DESCRIPTION OF THE TASK: How many lines below contain the string "dirt"? Case counts; reply with the number only.

Saved data entries:
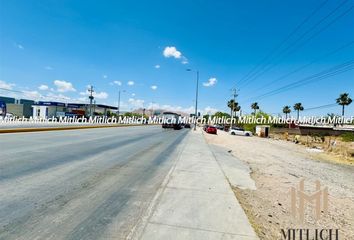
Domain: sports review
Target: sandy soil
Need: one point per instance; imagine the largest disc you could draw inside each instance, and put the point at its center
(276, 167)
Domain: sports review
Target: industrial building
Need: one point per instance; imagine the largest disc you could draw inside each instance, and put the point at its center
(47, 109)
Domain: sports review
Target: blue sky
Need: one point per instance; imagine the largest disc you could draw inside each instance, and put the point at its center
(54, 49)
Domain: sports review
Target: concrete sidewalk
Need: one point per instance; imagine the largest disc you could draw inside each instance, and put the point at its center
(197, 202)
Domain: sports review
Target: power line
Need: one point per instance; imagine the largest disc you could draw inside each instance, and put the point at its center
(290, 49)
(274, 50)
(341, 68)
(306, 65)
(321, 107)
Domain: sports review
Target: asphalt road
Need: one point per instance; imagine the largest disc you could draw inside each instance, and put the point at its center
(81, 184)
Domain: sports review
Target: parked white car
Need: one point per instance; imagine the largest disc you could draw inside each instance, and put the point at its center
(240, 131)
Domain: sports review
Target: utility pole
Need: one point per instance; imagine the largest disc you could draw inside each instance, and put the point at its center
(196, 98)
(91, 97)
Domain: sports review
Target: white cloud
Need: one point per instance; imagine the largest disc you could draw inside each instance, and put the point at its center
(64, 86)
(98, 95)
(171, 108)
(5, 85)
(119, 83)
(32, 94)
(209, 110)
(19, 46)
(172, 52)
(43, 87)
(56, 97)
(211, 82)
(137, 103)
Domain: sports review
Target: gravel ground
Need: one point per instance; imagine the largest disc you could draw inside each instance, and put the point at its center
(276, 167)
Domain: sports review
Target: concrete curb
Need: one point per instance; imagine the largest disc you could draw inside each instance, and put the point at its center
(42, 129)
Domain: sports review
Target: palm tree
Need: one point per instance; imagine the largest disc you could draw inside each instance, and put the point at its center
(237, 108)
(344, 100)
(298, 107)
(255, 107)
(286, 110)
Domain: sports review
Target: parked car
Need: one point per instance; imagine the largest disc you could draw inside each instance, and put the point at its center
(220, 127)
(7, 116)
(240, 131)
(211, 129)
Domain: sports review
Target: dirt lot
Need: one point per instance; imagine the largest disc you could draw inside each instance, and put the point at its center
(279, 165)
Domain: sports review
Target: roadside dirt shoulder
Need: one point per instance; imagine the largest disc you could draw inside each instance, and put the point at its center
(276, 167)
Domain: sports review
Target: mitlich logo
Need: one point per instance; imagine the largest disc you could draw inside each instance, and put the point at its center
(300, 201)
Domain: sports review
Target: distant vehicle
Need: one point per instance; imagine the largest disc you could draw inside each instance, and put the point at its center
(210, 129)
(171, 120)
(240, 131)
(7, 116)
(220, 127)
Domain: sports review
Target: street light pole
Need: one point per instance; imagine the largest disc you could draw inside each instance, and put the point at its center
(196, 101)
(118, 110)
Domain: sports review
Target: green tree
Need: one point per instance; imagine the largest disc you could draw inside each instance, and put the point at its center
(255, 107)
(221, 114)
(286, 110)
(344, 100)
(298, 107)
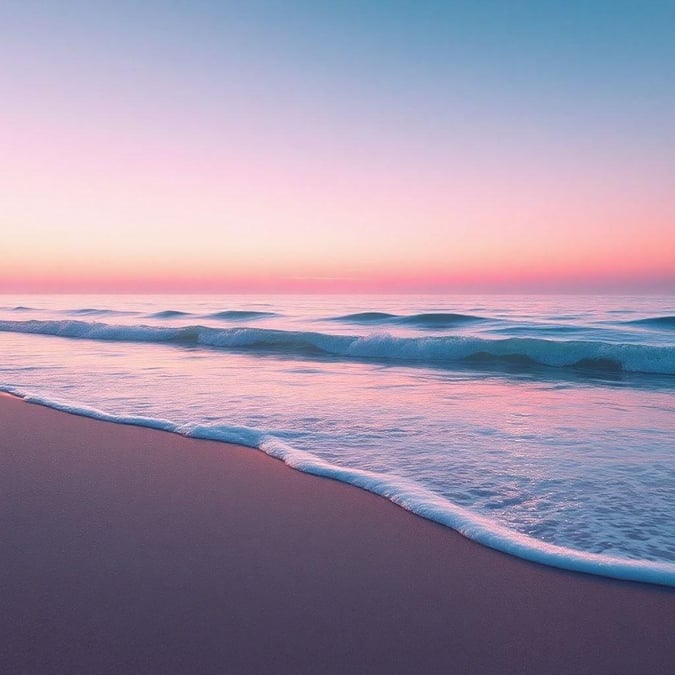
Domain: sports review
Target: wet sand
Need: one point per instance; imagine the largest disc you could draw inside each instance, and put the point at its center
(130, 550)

FINISHED ANSWER: 2